:: Exercise details ::
Print out every record exactly as it appears.
[Begin]
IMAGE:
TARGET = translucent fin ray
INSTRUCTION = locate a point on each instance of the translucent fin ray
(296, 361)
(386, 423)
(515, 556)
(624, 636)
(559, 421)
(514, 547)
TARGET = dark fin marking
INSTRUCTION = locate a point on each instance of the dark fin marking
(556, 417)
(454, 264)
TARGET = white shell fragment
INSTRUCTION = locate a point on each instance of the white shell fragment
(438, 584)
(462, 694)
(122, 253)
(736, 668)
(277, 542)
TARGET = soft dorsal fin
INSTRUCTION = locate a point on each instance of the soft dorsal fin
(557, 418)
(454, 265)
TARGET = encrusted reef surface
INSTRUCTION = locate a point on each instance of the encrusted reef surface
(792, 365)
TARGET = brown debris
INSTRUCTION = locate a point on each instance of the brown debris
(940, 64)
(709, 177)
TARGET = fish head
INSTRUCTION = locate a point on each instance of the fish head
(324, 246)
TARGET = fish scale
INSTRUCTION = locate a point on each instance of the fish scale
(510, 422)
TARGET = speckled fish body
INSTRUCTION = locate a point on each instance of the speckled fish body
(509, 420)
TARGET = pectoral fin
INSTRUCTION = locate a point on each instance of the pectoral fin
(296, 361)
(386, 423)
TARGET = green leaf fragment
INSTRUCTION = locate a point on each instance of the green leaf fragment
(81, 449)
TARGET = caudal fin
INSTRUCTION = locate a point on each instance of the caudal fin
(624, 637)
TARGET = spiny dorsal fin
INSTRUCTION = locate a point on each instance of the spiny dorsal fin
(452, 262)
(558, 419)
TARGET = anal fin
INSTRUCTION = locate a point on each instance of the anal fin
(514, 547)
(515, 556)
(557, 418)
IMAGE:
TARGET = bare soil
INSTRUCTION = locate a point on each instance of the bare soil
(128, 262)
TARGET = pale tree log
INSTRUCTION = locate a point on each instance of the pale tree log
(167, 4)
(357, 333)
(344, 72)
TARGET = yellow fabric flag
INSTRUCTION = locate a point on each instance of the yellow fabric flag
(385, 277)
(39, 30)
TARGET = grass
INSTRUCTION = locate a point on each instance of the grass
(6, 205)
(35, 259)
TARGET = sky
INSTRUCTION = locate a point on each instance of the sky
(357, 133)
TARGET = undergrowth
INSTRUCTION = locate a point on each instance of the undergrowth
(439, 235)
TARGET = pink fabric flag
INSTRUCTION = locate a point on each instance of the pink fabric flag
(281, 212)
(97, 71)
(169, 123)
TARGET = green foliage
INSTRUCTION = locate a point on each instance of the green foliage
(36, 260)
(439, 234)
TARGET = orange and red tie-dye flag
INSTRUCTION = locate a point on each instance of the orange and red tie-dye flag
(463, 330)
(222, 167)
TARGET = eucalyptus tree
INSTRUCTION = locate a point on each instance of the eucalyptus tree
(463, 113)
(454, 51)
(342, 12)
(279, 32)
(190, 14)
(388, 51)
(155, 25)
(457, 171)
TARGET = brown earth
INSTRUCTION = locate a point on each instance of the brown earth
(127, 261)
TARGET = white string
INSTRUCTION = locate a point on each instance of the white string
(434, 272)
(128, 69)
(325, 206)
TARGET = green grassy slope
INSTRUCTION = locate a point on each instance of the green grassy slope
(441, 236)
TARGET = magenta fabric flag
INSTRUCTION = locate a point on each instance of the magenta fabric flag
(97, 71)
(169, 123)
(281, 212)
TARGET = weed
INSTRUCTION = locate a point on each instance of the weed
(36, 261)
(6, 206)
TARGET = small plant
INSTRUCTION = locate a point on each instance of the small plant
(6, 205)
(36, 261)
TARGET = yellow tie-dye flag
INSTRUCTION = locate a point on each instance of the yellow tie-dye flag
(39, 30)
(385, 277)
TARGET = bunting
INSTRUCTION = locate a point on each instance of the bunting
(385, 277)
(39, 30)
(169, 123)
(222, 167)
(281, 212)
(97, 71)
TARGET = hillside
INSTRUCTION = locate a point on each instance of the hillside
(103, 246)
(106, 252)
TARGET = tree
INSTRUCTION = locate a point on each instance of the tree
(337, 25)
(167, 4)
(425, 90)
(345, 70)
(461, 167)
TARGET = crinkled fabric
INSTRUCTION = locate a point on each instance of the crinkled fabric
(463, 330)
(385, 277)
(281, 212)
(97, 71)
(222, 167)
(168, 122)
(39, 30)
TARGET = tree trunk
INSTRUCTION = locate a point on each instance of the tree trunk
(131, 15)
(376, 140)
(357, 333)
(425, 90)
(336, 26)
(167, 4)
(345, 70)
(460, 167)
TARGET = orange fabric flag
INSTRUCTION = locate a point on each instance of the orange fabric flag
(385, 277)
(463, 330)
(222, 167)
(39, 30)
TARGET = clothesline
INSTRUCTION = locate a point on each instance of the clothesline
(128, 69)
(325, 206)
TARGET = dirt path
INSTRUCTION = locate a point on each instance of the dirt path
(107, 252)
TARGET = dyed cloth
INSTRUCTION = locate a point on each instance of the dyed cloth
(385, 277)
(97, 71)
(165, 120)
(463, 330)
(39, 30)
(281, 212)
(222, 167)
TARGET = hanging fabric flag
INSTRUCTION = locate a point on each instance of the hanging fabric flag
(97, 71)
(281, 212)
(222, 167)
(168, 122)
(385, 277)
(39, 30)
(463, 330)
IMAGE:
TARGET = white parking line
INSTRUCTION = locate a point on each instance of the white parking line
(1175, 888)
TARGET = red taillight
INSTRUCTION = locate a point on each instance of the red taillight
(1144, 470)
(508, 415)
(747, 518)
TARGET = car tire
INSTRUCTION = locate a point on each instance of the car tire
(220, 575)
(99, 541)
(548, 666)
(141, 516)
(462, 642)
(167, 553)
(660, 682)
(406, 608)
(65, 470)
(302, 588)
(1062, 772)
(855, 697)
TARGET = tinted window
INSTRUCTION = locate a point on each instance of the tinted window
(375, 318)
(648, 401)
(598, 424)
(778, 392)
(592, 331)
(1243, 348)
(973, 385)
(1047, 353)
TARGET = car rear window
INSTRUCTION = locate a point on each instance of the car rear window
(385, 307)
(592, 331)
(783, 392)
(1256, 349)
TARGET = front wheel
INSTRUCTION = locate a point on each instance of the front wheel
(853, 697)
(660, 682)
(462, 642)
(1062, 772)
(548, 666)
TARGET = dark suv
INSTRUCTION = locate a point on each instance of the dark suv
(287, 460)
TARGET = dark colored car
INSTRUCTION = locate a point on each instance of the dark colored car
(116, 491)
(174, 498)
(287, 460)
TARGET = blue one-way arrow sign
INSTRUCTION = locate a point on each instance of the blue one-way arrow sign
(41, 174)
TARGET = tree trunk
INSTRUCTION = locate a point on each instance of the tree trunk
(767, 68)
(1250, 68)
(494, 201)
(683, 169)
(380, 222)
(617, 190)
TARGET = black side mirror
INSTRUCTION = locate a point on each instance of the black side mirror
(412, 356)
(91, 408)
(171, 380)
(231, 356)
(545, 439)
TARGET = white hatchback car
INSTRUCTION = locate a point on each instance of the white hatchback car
[End]
:: Answer for the task ::
IMAGE:
TARGET = translucent fin ray
INSTRUCTION = locate a point on each instance of the translucent fin ray
(296, 361)
(386, 423)
(515, 556)
(624, 636)
(559, 421)
(514, 547)
TARGET = dark fin marking
INSTRUCTION = locate a point on each instance of the dark fin marking
(556, 417)
(454, 264)
TARGET = white shell fragment
INSTRUCTION = locate a point on each instance of the white shell fragment
(438, 584)
(462, 694)
(122, 253)
(736, 668)
(277, 542)
TARGET = soft dorsal fin
INSTRUCTION = locate a point on each instance of the soft dorsal fin
(557, 418)
(454, 265)
TARGET = encrusted reef surface
INSTRUCTION = locate a point on each instance of the encrusted reef surface
(792, 365)
TARGET = brown debris
INSTRUCTION = locate a point on each instance of the brown debris
(940, 64)
(709, 177)
TARGET = fish head
INSTRUCTION = locate a point on each instance of the fish head
(324, 246)
TARGET = fish scale
INSTRUCTION = locate a point on each instance of the fish scale
(510, 422)
TARGET = speckled fish body
INSTRUCTION = locate a point on each instance of the speckled fish body
(509, 420)
TARGET = pectoral fin
INSTRUCTION = locate a point on each instance of the pectoral fin
(296, 361)
(386, 423)
TARGET = green leaf fragment
INSTRUCTION = locate a point on each instance of the green leaf fragment
(81, 449)
TARGET = caudal fin
INSTRUCTION = locate a point on each instance of the caudal fin
(624, 637)
TARGET = spiny dorsal fin
INSTRUCTION = locate a point on each instance of the spiny dorsal fin
(452, 262)
(558, 419)
TARGET = anal fin
INSTRUCTION = locate a point on each instance of the anal fin
(514, 547)
(515, 556)
(557, 418)
IMAGE:
TARGET = bare soil
INSTRUCTION = locate a point on each instance of the bare soil
(128, 262)
TARGET = pale tree log
INSTRUCTION = locate a point on each instance of the pale tree log
(167, 4)
(357, 333)
(344, 72)
TARGET = yellow fabric flag
INSTRUCTION = locate a point on each instance of the yellow fabric flag
(385, 277)
(39, 30)
TARGET = grass
INSTRUCTION = locate a point on each instance of the grass
(6, 205)
(35, 259)
TARGET = sky
INSTRUCTION = locate a point on each instance of the sky
(357, 133)
TARGET = undergrowth
INSTRUCTION = locate a point on each instance of the undergrowth
(439, 235)
TARGET = pink fabric flag
INSTRUCTION = locate a point on each instance of the pink fabric flag
(281, 212)
(97, 71)
(169, 123)
TARGET = green foliage
INSTRUCTION = locate a point on each instance of the green foliage
(36, 260)
(439, 234)
TARGET = orange and red tie-dye flag
INSTRUCTION = locate a point on each instance of the orange and red tie-dye flag
(463, 330)
(222, 167)
TARGET = eucalyptus tree
INSTRUCTION = locate a point on each instance of the eucalyptus tree
(463, 113)
(454, 51)
(342, 12)
(279, 32)
(190, 14)
(388, 51)
(155, 25)
(457, 171)
TARGET = brown earth
INSTRUCTION = locate a point on each instance of the brown earth
(127, 261)
TARGET = white string
INSTRUCTION = locate a point on each instance of the white string
(434, 272)
(128, 69)
(325, 206)
TARGET = green grassy slope
INSTRUCTION = locate a point on each instance of the green grassy slope
(441, 236)
TARGET = magenta fabric flag
INSTRUCTION = locate a point on each instance of the magenta fabric flag
(97, 71)
(169, 123)
(281, 212)
TARGET = weed
INSTRUCTION = locate a point on each instance of the weed
(36, 261)
(6, 206)
TARGET = small plant
INSTRUCTION = locate a point on each instance of the small plant
(6, 205)
(36, 261)
TARGET = yellow tie-dye flag
INSTRUCTION = locate a point on each instance of the yellow tie-dye flag
(39, 30)
(385, 277)
TARGET = bunting
INSTRUCTION = locate a point on each instance of the bunting
(385, 277)
(39, 30)
(169, 123)
(222, 167)
(281, 212)
(97, 71)
TARGET = hillside
INSTRUCTION = locate a point on each instance of the hillside
(103, 246)
(106, 252)
TARGET = tree
INSTRUCTION = locate a point on each instance of the tree
(337, 25)
(167, 4)
(425, 90)
(345, 70)
(461, 167)
TARGET = crinkled fabric
INSTRUCTION = locate a point on each instance of the crinkled fabric
(463, 330)
(385, 277)
(281, 212)
(97, 71)
(222, 167)
(168, 122)
(39, 30)
TARGET = tree trunk
INSTRUCTION = locate a point on each instance of the tree trunk
(131, 15)
(376, 140)
(357, 333)
(425, 90)
(336, 26)
(167, 4)
(345, 70)
(460, 167)
TARGET = orange fabric flag
INSTRUCTION = locate a point on each instance of the orange fabric flag
(385, 277)
(463, 330)
(222, 167)
(39, 30)
TARGET = clothesline
INSTRUCTION = locate a point on each instance of the clothesline
(128, 69)
(325, 206)
TARGET = dirt path
INSTRUCTION = locate a point on each instance of the dirt path
(107, 252)
TARGET = dyed cloth
INSTRUCTION = locate a point on each instance of the dyed cloth
(385, 277)
(97, 71)
(165, 120)
(463, 330)
(39, 30)
(281, 212)
(222, 167)
TARGET = hanging fabric flag
INSTRUCTION = locate a point on each instance of the hanging fabric flag
(97, 71)
(281, 212)
(222, 167)
(168, 122)
(385, 277)
(39, 30)
(463, 330)
IMAGE:
TARGET = white parking line
INSTRUCTION = locate a point on each instance of the white parking line
(1175, 888)
TARGET = red taillight
INSTRUCTION = locate a point on each instance of the red taillight
(1144, 470)
(508, 415)
(747, 518)
TARGET = car tire
INSTRUCTION = locate a point on each instance of the car tire
(220, 575)
(99, 541)
(548, 666)
(141, 516)
(462, 642)
(167, 553)
(660, 682)
(406, 608)
(65, 470)
(302, 588)
(1062, 772)
(855, 697)
TARGET = tinted window
INSTRUCTION = locate a point on each instance of the tinted window
(375, 318)
(648, 401)
(598, 424)
(778, 392)
(592, 331)
(1243, 348)
(973, 385)
(1047, 353)
TARGET = car rear window
INSTRUCTION = locate a point on each instance of the car rear window
(385, 307)
(592, 331)
(783, 392)
(1256, 349)
TARGET = front wheel
INSTRUCTION = locate a point on each instance of the front wheel
(853, 697)
(660, 682)
(462, 642)
(1062, 772)
(548, 666)
TARGET = dark suv
INSTRUCTION = locate a point on each instance of the dark suv
(287, 460)
TARGET = dark colored car
INSTRUCTION = locate a point on each instance of the dark colored car
(116, 491)
(174, 498)
(287, 460)
TARGET = blue one-way arrow sign
INSTRUCTION = locate a point on each instance of the blue one-way arrow sign
(41, 174)
TARGET = tree trunk
INSTRUCTION = locate a point on each instance of the tree trunk
(767, 68)
(1250, 68)
(494, 201)
(683, 169)
(380, 222)
(617, 190)
TARGET = black side mirror
INSTRUCTION = locate a point on each instance of the black side mirror
(412, 356)
(91, 408)
(171, 380)
(231, 356)
(545, 439)
TARGET = white hatchback car
INSTRUCTION = locate a point on each instance of the white hatchback car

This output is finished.